## Task to complete
Leave the pictures aside and write out exactly every line from the one containing "Point out every instance of the black beret" through the last line.

====================

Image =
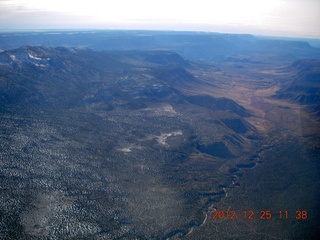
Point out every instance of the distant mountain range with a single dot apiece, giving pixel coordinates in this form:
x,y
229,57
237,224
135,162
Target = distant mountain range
x,y
197,46
141,135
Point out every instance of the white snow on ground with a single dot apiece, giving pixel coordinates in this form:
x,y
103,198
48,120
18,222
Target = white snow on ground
x,y
13,57
33,57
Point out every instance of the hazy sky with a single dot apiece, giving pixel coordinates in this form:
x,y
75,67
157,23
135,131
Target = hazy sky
x,y
299,18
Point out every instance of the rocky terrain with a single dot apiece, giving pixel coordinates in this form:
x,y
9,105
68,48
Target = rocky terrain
x,y
144,143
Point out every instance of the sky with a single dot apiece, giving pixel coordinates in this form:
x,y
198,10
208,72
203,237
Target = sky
x,y
292,18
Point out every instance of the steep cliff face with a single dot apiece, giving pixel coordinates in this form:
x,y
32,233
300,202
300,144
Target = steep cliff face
x,y
301,84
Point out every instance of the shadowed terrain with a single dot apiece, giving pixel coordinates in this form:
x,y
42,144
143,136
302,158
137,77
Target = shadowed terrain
x,y
145,140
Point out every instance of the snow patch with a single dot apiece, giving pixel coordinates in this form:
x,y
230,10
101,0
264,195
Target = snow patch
x,y
163,137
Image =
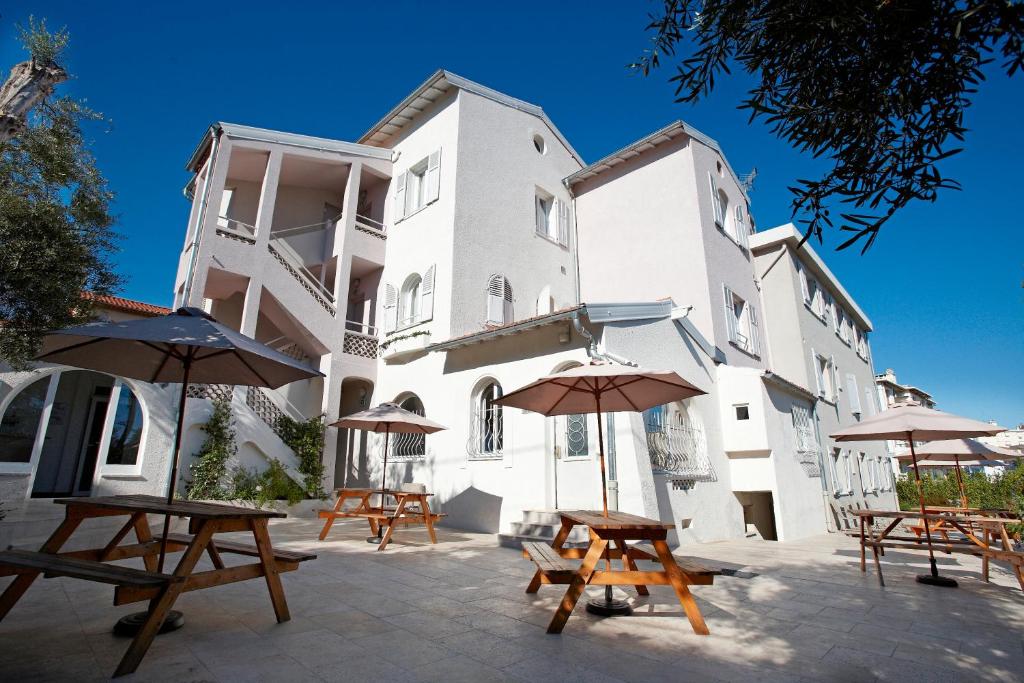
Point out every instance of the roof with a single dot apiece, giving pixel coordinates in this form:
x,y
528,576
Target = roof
x,y
434,88
790,235
127,305
596,312
660,136
240,132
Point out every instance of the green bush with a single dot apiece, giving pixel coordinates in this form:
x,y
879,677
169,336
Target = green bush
x,y
209,472
306,439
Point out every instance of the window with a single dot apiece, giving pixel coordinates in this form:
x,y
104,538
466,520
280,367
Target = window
x,y
803,426
20,422
676,440
126,435
741,321
499,300
487,422
552,217
418,186
410,302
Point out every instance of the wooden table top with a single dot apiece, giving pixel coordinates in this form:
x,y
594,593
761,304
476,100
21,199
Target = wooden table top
x,y
615,520
158,505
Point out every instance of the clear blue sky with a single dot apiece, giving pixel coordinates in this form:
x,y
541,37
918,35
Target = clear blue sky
x,y
942,285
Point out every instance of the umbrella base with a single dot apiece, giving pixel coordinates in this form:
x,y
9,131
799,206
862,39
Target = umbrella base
x,y
129,626
608,607
945,582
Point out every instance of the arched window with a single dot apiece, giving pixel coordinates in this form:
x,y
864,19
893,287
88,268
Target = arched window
x,y
409,302
410,446
20,423
487,431
499,300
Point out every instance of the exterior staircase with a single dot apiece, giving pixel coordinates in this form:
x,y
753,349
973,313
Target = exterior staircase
x,y
541,525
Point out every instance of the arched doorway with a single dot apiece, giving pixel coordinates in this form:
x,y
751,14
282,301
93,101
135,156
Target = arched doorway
x,y
64,426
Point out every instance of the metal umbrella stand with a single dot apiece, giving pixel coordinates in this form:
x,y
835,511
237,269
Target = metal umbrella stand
x,y
387,418
601,387
187,345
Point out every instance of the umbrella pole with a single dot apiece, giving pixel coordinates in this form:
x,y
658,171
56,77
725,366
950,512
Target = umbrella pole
x,y
380,527
608,606
960,481
173,476
933,579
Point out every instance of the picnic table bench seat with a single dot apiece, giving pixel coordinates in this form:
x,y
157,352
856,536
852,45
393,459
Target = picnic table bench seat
x,y
33,562
249,550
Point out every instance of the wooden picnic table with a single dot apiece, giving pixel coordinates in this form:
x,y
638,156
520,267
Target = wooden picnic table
x,y
622,529
992,530
162,590
410,508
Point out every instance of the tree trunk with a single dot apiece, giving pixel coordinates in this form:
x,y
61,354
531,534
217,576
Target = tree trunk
x,y
28,84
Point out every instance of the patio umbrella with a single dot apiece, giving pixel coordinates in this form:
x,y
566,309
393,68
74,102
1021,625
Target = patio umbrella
x,y
599,387
387,418
187,345
912,422
973,452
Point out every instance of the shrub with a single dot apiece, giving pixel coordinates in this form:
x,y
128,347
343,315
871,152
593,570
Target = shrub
x,y
209,472
306,439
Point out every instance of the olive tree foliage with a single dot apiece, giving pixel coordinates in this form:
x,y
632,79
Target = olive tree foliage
x,y
56,237
878,88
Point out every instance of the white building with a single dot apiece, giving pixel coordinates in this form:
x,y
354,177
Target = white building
x,y
461,249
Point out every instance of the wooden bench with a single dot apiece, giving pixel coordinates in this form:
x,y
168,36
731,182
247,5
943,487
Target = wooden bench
x,y
48,564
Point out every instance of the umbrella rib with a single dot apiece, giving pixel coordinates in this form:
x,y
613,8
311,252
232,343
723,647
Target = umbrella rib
x,y
251,369
94,340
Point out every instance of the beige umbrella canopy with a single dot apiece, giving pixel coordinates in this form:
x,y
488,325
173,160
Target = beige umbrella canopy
x,y
387,418
958,452
595,388
912,422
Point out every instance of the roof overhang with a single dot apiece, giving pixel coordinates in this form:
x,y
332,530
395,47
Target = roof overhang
x,y
240,132
439,83
788,235
646,143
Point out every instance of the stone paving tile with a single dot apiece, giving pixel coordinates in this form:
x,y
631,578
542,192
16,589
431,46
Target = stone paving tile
x,y
457,611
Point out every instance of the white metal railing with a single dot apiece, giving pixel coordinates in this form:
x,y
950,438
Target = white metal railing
x,y
367,224
232,226
486,433
677,443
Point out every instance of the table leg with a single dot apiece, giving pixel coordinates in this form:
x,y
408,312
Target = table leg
x,y
425,508
330,520
17,588
162,604
143,535
677,578
398,510
580,581
630,565
270,569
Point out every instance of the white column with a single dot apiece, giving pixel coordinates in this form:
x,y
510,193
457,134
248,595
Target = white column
x,y
267,200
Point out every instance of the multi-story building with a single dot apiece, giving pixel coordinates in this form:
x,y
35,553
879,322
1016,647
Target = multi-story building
x,y
461,249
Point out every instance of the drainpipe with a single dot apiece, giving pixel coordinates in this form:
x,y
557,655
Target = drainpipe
x,y
201,219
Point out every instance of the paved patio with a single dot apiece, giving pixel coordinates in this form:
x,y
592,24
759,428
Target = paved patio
x,y
457,611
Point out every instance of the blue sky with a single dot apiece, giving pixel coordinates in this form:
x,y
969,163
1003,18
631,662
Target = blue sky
x,y
942,284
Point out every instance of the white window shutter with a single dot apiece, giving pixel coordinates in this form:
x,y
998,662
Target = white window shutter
x,y
399,196
390,308
715,203
563,223
496,300
730,312
433,177
854,392
755,330
427,295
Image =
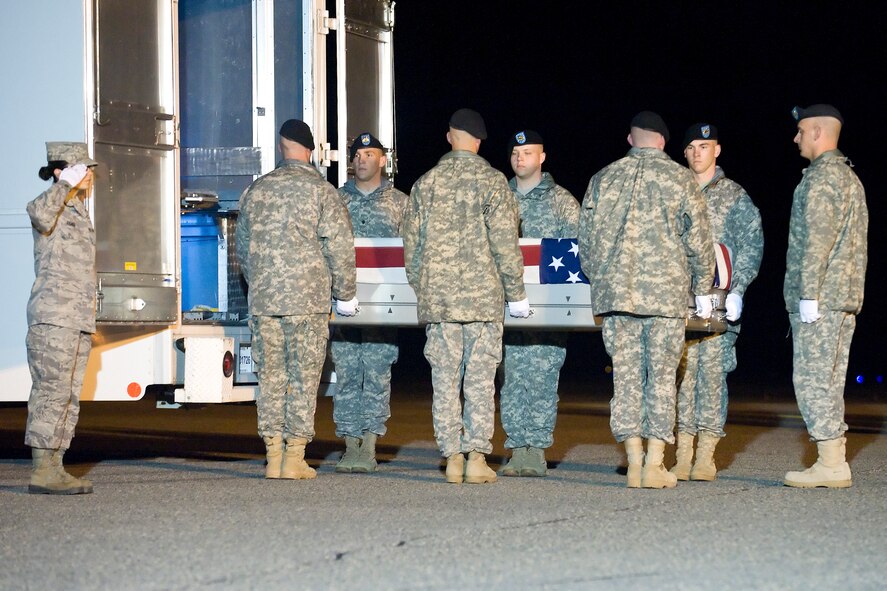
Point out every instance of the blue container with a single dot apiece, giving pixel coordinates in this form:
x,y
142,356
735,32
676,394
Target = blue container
x,y
200,261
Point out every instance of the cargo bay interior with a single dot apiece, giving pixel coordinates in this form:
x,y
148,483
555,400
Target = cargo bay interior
x,y
219,152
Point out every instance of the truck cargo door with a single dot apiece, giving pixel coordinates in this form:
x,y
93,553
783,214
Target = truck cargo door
x,y
135,130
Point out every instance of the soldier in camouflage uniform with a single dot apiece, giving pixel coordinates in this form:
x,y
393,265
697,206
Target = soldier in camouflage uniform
x,y
61,314
824,280
463,260
295,247
363,356
707,359
644,240
533,359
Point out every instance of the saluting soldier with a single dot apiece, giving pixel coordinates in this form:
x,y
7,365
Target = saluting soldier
x,y
61,314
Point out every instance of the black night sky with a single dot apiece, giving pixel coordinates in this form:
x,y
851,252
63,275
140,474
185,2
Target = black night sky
x,y
578,71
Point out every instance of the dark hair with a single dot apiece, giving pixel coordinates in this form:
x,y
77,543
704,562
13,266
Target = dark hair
x,y
48,172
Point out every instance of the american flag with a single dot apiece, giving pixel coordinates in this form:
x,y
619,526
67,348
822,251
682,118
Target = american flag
x,y
546,261
551,260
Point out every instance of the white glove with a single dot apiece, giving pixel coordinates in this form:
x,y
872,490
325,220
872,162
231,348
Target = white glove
x,y
73,174
703,306
734,306
346,308
809,311
519,309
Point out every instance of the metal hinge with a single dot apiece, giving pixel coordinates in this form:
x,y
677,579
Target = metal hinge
x,y
325,155
325,23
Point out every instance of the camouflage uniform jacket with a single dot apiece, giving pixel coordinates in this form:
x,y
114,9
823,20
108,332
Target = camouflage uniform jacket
x,y
736,222
294,242
460,240
644,236
547,210
64,261
827,250
377,215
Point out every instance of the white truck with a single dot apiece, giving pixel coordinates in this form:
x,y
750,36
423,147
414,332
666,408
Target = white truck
x,y
180,102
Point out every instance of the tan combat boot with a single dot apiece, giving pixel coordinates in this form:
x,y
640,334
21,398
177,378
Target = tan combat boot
x,y
514,466
831,470
654,474
294,465
535,464
366,459
634,449
273,456
48,476
704,468
455,468
477,471
683,456
352,449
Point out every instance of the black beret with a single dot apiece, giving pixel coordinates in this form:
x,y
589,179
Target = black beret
x,y
364,140
651,122
297,131
700,131
470,121
523,138
817,111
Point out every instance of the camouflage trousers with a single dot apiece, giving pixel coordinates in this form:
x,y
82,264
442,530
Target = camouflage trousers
x,y
528,399
645,352
463,357
821,353
363,359
57,359
702,383
288,352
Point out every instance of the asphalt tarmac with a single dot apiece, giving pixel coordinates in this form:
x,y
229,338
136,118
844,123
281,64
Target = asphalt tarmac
x,y
180,502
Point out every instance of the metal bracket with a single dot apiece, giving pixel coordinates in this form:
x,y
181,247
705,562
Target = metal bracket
x,y
325,23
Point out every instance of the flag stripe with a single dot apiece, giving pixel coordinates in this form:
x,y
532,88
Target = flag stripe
x,y
379,256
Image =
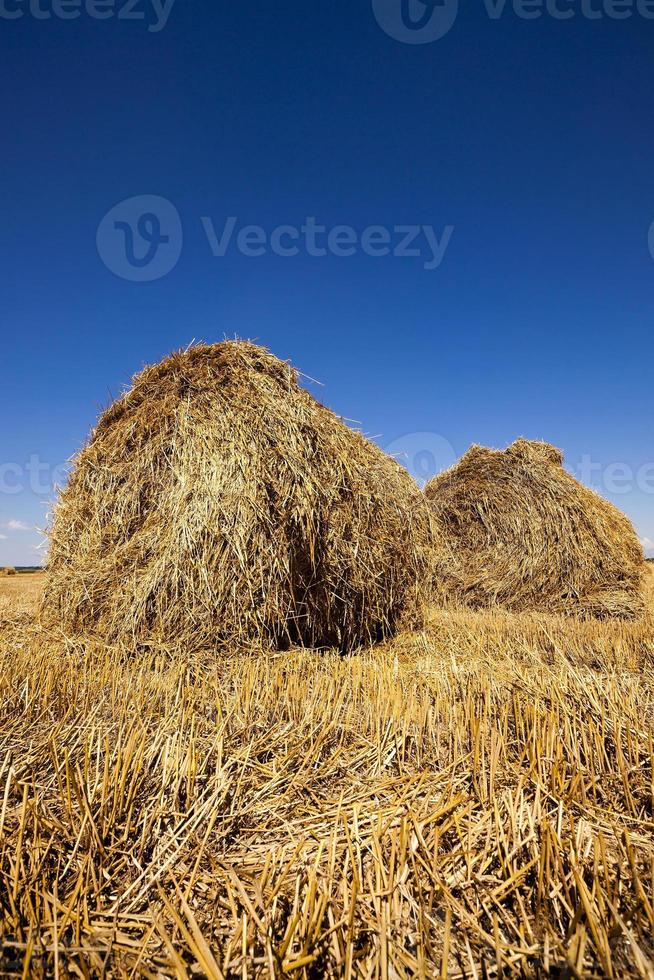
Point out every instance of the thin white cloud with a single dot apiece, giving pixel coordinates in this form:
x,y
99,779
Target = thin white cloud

====================

## Answer to the task
Point out every instance of the black beret with a single dot apiece, giving pixel coordinates in this form:
x,y
589,179
Target = black beret
x,y
364,140
651,122
297,131
700,131
470,121
523,138
817,111
Point out every instance of the camouflage trousers with a single dot apiece, giving pixel coordinates in this form:
x,y
82,264
442,530
Target = camouflage trousers
x,y
528,399
645,352
463,357
821,353
363,359
57,359
702,383
288,352
Point out every instance of the asphalt tarmac with a single dot apiece, giving pixel coordinates in this form:
x,y
229,338
136,118
844,123
281,64
Target = asphalt tarmac
x,y
180,502
Point out every instance of the metal bracket with a single dot apiece, giving pixel coordinates in this form:
x,y
181,247
705,562
Target = metal bracket
x,y
325,23
Point out every instance of the flag stripe with a single dot apiece, giving pixel coordinates in this form:
x,y
532,88
Target = flag stripe
x,y
379,256
Image =
Point out every instance of the thin white cloud with a single dot apiece, giving pixel coordinates in this form:
x,y
99,779
Target = thin white cloud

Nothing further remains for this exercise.